--- Begin Information shown ---

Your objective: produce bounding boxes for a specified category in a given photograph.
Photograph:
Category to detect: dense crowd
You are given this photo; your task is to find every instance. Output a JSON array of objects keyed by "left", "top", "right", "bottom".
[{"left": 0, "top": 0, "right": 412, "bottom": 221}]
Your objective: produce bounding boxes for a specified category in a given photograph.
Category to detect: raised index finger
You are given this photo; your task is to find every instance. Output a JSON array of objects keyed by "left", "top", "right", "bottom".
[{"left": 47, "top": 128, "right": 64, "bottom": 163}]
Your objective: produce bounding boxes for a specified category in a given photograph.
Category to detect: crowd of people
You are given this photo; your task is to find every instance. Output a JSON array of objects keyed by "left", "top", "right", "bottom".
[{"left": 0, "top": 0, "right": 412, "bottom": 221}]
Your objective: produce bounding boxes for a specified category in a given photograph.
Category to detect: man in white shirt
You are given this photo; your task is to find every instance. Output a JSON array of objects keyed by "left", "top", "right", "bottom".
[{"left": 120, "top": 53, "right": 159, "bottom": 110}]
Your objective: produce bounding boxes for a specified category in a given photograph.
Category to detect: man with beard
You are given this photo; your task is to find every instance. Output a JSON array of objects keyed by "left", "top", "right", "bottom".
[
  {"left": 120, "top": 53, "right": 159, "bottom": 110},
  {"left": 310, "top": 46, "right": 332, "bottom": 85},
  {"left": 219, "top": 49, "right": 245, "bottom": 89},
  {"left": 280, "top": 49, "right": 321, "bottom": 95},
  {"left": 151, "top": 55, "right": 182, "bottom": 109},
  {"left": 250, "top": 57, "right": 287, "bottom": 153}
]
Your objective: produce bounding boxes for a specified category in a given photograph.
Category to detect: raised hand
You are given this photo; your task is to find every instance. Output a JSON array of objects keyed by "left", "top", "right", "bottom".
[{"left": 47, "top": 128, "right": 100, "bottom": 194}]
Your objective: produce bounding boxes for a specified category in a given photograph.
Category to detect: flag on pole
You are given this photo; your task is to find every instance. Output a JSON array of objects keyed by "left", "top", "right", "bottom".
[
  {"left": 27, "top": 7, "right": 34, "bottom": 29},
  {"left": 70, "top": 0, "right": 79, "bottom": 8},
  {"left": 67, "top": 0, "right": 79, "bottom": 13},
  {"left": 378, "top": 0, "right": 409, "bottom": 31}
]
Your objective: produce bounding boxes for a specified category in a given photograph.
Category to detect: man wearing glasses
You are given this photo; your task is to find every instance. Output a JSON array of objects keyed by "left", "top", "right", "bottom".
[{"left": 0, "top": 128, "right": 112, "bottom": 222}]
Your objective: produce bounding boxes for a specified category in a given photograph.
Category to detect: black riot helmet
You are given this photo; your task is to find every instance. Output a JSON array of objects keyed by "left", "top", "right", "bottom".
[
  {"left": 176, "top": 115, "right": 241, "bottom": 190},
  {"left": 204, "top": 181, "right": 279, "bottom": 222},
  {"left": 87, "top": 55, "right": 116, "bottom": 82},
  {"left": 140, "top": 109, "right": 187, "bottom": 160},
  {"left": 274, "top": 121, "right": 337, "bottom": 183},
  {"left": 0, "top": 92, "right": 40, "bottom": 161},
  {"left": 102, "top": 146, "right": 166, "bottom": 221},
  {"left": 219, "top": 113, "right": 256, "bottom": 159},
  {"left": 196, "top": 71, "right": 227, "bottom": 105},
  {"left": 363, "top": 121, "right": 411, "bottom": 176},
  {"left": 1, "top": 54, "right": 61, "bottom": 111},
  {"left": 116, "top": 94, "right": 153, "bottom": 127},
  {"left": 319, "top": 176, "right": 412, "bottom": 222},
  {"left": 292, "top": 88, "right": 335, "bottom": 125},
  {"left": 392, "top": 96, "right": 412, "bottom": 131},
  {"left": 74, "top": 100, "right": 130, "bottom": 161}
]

--- End Information shown ---

Your goal | Pull out every line of the data above that contains the word "raised", and copy each one unchanged.

Result |
Category to detect: raised index finger
Category to detect: raised hand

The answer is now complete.